_Job_: Present the part of the listing below that opens with the line containing "Place a point on every instance of the paved" and closes with the line containing "x=490 y=147" as a numbered list, leaving out any blank lines.

_Source records_:
§ §

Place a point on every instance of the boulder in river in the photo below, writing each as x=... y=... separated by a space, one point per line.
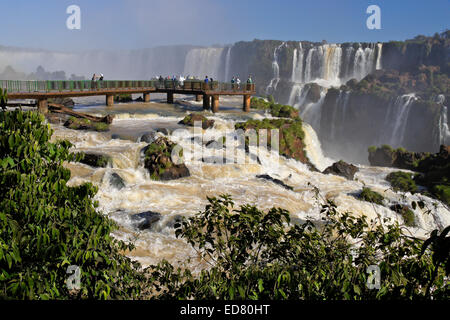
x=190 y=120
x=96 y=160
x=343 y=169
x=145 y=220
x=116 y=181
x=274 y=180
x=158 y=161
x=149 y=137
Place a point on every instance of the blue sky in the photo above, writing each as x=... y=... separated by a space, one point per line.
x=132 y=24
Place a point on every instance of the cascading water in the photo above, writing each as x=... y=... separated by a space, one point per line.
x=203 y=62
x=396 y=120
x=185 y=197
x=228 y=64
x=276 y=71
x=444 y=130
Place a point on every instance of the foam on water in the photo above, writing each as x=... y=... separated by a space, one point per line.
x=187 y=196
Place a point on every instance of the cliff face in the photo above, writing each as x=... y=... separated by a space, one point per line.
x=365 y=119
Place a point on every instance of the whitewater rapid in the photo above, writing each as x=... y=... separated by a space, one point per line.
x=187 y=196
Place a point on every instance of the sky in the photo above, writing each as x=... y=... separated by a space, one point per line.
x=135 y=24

§ §

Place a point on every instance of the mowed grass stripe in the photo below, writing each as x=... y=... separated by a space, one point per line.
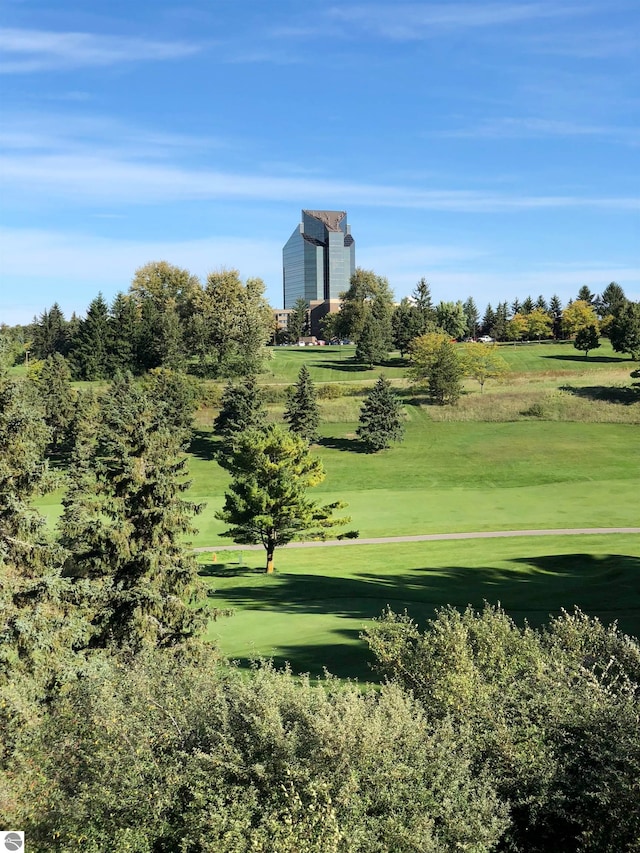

§ §

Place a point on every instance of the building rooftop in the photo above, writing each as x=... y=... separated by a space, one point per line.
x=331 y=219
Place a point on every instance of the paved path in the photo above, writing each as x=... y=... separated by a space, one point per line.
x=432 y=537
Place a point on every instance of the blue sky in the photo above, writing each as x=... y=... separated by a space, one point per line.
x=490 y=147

§ §

_Exercise answer_:
1. Place a point on every instance of the paved path in the photo above, writing each as x=... y=... separated by a space, one point per line.
2. x=432 y=537
3. Place a point on every instance of the blue sky in the photo above, writing each as x=... y=... separated by a space, one point per line.
4. x=490 y=147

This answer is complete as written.